++++ DOCUMENT EXTRACT ++++

Abstract

This article explores birth parents’ negotiations on the identity of the birth mother in three narratives about shared parenthood in foster care. The article draws on data from an interview study exploring the views of 16 birth parents on their experiences of foster care and non-resident parenthood. Through a position analysis, the authors show how the identity of the birth mother is negotiated in light of the moral discourse on intensive mothering. In these stories, birth mothers are positioned as authentic mothers holding a unique, emotional and life-long bond with their children. In contrast, foster mothers are positioned as professional mothers carrying out the formal activities of everyday care. Birth parents re-negotiate the moral discourse on intensive mothering by downplaying the importance of everyday care. The article thus adds to our knowledge on how non-resident mothers find different ways of constructing a sense of mothering, when they are not able to take part in the everyday care of their children. An understanding of such processes is important for social work practice to handle the challenges that may occur in relationships between foster parents and birth parents and thereby to support a more collaborative approach of shared parenthood.

++++

▶ TASK REQUIREMENTS:
**1.** How many birth parents took part in the interview study described in the foster care abstract?
**2.** Write the next part of the foster care abstract, picking up after its final sentence.

++++ INFORMATION PROVIDED ++++

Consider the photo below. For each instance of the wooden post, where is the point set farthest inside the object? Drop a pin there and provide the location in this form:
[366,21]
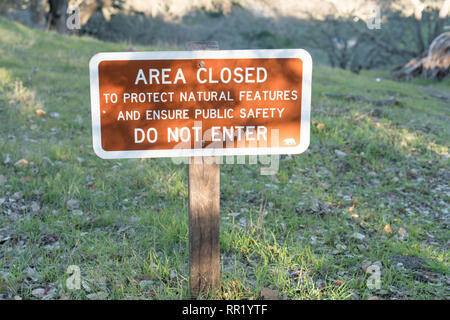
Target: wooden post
[204,214]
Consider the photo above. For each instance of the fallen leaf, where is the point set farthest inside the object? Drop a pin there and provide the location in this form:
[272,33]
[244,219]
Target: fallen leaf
[387,229]
[38,293]
[340,153]
[402,232]
[40,112]
[72,204]
[320,126]
[338,283]
[21,163]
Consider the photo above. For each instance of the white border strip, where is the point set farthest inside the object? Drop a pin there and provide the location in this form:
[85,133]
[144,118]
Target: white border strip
[208,54]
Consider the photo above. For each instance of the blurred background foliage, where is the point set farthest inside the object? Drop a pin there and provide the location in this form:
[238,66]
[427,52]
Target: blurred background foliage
[347,34]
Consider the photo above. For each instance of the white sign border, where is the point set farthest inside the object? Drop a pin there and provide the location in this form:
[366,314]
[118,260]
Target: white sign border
[207,54]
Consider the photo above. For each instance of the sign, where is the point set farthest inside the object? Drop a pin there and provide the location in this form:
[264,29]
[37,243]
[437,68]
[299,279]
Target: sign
[200,103]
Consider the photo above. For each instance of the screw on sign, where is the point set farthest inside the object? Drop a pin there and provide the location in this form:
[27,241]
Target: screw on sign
[202,104]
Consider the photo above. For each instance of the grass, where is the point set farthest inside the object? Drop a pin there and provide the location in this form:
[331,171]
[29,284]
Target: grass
[305,232]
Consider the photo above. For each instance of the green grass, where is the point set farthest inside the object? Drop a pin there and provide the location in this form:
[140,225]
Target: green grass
[293,232]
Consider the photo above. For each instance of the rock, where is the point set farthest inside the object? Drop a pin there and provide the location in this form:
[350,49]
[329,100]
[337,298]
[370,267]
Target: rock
[18,195]
[269,294]
[40,112]
[55,115]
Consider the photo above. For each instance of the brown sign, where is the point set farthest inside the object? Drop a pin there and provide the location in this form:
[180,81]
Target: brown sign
[166,104]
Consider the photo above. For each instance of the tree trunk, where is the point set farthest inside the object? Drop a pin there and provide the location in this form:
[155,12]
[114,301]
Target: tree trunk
[435,65]
[56,19]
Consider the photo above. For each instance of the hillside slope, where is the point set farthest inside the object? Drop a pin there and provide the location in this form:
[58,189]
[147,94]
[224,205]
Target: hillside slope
[371,190]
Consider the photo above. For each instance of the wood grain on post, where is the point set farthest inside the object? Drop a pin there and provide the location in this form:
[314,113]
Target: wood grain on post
[204,214]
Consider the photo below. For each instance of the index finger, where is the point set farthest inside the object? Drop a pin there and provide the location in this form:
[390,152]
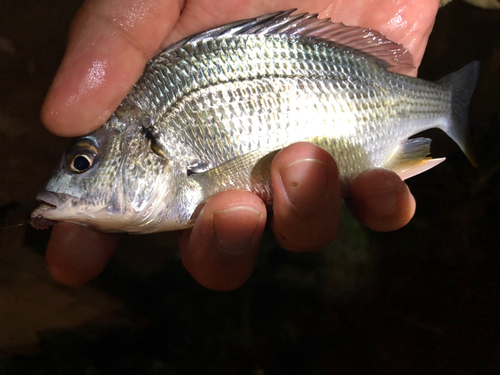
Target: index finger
[109,43]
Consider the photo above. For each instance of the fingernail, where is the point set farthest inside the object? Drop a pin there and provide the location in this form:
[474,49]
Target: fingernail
[235,228]
[383,196]
[305,182]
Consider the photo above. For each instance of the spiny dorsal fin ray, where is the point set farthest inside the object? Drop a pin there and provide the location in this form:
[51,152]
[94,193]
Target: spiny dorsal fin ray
[366,40]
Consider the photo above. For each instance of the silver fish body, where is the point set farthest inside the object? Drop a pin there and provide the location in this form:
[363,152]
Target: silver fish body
[211,111]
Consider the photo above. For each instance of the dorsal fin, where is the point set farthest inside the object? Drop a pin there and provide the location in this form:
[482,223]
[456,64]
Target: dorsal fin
[366,40]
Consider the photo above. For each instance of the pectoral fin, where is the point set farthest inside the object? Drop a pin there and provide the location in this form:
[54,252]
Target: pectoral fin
[251,171]
[413,158]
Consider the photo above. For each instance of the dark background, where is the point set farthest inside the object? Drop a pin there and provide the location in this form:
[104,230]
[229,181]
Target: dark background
[424,299]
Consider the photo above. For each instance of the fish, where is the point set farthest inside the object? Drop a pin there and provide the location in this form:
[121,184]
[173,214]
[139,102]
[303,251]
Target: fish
[211,111]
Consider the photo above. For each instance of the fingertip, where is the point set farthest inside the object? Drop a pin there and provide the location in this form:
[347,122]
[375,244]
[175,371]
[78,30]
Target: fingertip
[306,206]
[109,44]
[381,200]
[76,254]
[220,251]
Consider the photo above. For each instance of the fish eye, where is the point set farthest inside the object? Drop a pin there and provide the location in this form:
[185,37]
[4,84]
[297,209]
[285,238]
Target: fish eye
[81,163]
[81,156]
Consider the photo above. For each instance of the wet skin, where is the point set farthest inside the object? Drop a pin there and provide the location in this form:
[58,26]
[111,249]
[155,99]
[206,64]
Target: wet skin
[109,43]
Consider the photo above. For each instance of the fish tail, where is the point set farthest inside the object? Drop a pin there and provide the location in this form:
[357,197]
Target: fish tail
[462,85]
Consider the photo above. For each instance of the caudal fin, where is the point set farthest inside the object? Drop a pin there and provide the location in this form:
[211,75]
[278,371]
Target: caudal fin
[462,84]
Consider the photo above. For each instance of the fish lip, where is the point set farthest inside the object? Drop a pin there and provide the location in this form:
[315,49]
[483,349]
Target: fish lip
[50,202]
[53,199]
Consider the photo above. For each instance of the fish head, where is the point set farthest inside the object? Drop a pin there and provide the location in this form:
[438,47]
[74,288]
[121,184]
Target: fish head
[109,179]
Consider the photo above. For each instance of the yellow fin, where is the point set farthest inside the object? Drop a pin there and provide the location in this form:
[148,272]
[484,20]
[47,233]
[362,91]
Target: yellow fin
[412,158]
[407,171]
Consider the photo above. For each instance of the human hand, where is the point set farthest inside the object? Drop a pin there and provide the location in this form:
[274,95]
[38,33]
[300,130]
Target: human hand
[109,43]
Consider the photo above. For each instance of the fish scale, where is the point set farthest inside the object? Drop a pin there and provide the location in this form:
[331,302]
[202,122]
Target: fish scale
[211,111]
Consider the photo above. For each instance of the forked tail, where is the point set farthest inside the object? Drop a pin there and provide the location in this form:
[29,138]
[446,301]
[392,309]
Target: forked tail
[462,85]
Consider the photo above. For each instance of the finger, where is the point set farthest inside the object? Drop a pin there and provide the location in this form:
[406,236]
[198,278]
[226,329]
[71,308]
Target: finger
[77,254]
[306,206]
[221,249]
[381,201]
[109,43]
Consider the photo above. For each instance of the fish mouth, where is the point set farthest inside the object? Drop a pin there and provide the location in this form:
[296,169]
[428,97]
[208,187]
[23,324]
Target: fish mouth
[50,203]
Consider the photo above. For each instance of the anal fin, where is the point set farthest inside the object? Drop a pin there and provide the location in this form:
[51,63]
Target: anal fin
[413,158]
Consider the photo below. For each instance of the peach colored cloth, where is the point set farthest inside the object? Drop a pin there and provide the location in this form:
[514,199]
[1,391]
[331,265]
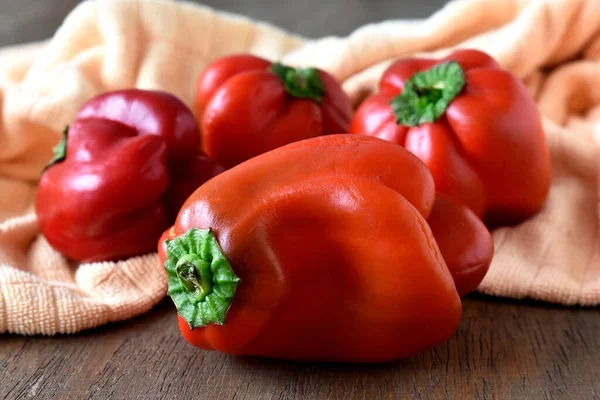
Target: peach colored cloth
[553,45]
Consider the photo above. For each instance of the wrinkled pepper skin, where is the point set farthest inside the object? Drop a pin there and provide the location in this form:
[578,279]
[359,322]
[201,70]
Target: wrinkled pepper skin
[132,158]
[335,258]
[463,240]
[247,105]
[486,150]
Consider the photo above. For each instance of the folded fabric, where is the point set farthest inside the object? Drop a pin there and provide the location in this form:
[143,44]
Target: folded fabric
[554,46]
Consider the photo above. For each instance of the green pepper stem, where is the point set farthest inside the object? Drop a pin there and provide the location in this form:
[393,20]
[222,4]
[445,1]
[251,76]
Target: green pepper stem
[60,150]
[195,275]
[427,95]
[202,283]
[304,83]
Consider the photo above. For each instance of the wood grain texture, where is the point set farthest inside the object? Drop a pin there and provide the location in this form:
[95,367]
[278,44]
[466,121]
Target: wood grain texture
[502,349]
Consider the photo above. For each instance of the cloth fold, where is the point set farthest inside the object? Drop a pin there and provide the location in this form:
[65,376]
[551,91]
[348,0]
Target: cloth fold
[553,45]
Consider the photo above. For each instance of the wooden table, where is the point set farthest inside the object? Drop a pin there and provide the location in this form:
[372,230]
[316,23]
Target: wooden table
[502,349]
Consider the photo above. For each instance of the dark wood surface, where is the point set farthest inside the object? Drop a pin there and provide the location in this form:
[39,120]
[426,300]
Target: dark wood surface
[503,349]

++++

▶ ANSWER SET:
**1.** 16 birth parents.

**2.**
Highlights

  • This article explores birth parents’ negotiations on the identity of the birth mother in three narratives about shared parenthood in foster care

  • The narrative performance of the birth mothers can be understood as a form of “extensive discursive labour” (Throsby, 2002), a term previously used to describe the narrative work of nonresident mothers, who through the telling of their stories, find different ways to defend themselves against a “bad mother label” and thereby defy society’s negative stereotypes of non-resident motherhood (Kielty, 2008b)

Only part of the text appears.